**Objective A**
What inputs does the Python 3.8 answer on the snake puzzle page take? List every one.
**Objective B**
Resume the snake puzzle page, picking up right after its final sentence.

Standard rules apply. The shortest code in bytes wins.

Example I/O

Each I/O example is given as a character matrix, # being the part of the snake.

Input:
..#...#...
Output:
..#####...

Input: (corner case)
......
......
..##..
......
......
......
Output: same as input (no way to get longer without violating no-touch condition)

Input:
..#.#
.....
.....
.....
Output:
###.#
#...#
#...#
#####

Input:
#....
.....
.....
.....
....#
Output:
#####
....#
#####
#....
#####
\$\endgroup\$
4
  • 2
    \$\begingroup\$ I feel like shortest code here would be to generate all the possible solutions and then just pick one with longest snake \$\endgroup\$
    – NoOorZ24
    Jun 3, 2020 at 12:26
  • \$\begingroup\$ Can we input the endpoint positions as x+w*y (that is, their positions in row-major order)? \$\endgroup\$ Jun 3, 2020 at 16:26
  • \$\begingroup\$ @mypronounismonicareinstate No. \$\endgroup\$
    – Bubbler
    Jun 4, 2020 at 6:55
  • \$\begingroup\$ Can the input endpoints be marked in different characters? \$\endgroup\$
    – Neil
    Jun 5, 2020 at 21:09

6 Answers 6

5
\$\begingroup\$

Python 3.8 (pre-release), 207 194 181 bytes

-7 bytes thanks to @ovs

Input

The width \$ w \$, the height \$ h \$, the starting point \$ s \$, and the ending point \$ e \$. \$ s \$ and \$ e \$ are complex numbers which represent the coordinates of the endpoints.

**Entries supplied**
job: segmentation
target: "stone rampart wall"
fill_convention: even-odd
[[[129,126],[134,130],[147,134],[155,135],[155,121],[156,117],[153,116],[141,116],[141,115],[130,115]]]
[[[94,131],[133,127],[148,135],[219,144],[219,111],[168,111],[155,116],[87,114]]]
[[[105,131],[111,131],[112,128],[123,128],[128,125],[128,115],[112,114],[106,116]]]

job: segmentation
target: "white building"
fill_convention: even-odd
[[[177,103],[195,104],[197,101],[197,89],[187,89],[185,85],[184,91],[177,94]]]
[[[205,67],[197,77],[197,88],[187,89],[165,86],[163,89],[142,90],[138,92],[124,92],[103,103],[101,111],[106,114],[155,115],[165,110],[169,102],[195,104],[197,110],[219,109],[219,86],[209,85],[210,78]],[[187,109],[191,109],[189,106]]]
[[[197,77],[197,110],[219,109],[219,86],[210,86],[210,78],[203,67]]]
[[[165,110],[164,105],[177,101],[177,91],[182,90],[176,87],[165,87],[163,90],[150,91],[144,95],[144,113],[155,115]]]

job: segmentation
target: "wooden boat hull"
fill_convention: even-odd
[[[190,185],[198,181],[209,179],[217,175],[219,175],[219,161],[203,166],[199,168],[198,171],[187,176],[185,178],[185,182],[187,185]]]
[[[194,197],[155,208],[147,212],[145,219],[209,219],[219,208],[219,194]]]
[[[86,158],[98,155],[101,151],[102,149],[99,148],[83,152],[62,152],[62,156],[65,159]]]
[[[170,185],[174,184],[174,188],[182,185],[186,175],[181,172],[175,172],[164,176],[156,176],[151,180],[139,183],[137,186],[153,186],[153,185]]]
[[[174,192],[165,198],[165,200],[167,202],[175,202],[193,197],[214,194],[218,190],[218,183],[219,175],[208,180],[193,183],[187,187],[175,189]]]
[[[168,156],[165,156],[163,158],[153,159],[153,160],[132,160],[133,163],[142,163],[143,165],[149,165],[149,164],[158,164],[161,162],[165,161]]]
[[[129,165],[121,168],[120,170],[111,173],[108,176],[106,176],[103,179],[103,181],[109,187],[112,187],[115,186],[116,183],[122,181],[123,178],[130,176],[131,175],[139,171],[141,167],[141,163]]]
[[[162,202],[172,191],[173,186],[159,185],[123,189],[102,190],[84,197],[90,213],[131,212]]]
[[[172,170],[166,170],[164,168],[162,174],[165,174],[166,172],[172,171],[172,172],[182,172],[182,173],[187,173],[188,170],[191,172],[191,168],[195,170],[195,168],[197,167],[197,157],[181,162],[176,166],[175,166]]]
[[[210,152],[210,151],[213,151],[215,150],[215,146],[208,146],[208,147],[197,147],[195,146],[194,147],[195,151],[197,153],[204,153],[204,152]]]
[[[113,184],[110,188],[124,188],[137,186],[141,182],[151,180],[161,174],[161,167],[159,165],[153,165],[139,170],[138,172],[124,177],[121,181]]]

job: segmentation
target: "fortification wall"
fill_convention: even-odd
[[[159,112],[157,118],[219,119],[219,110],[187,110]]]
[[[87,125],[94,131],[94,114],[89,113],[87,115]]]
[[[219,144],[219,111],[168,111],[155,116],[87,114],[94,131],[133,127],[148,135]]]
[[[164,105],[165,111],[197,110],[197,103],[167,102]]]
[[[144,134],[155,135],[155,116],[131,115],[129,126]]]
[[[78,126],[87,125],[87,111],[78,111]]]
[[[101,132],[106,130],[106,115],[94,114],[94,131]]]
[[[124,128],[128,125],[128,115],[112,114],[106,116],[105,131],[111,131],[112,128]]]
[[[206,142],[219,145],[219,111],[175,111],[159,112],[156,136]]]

**Final result A**
- The width w
- The height h
- The starting point s
- The ending point e

**Final result B**
Output

A list of points, in the form of complex numbers.


C={1,-1,1j,-1j}
def f(w,h,s,e):P=[[s]];exec("P=[j+[t+(t==e==(A:=j+[t]))]for j in P for k in C if w>(t:=j[-1]+k).real>-1<t.imag<h>0<all({t+l}-{*j}for l in{0}|C-{-k})];"*w*h);return A

Try it online!

Explanation

We use a breadth-first search to search for all possible snakes, starting at \$ s \$, making sure that the next tile is not adjacent to any previous tile, and that we do not go past the boundary. After each iteration, we check for all paths whose last element is \$ e \$, meaning that we have found a complete path from \$ s \$ to \$ e \$. Instead of storing all complete paths and returning the one with maximum length, we can simply return the last path found, since breadth-first search already searches for paths by length.

\$\endgroup\$
2
  • \$\begingroup\$ -7 by replacing the inner for-loop with [j[-1]==e!=(A:=j)for j in P]. \$\endgroup\$
    – ovs
    Jun 4, 2020 at 6:39
  • \$\begingroup\$ @ovs Thanks for the improvement :) \$\endgroup\$ Jun 4, 2020 at 17:17
4
\$\begingroup\$

R, 275 272 251 229 206 197 bytes

f=function(p,m){a=p+cbind(-1:0,1:0,0:-1,0:1)
v=m[a<-t(a[,!colSums(!a|a>dim(m))])]
t=sum(!!v)
m[t(p)]=2
`if`(t<3&any(v==1),m,if(t<2)(s<-lapply(split(a,seq(v))[!v],f,m))[[which.max(sapply(s,sum))]])}

Try it online!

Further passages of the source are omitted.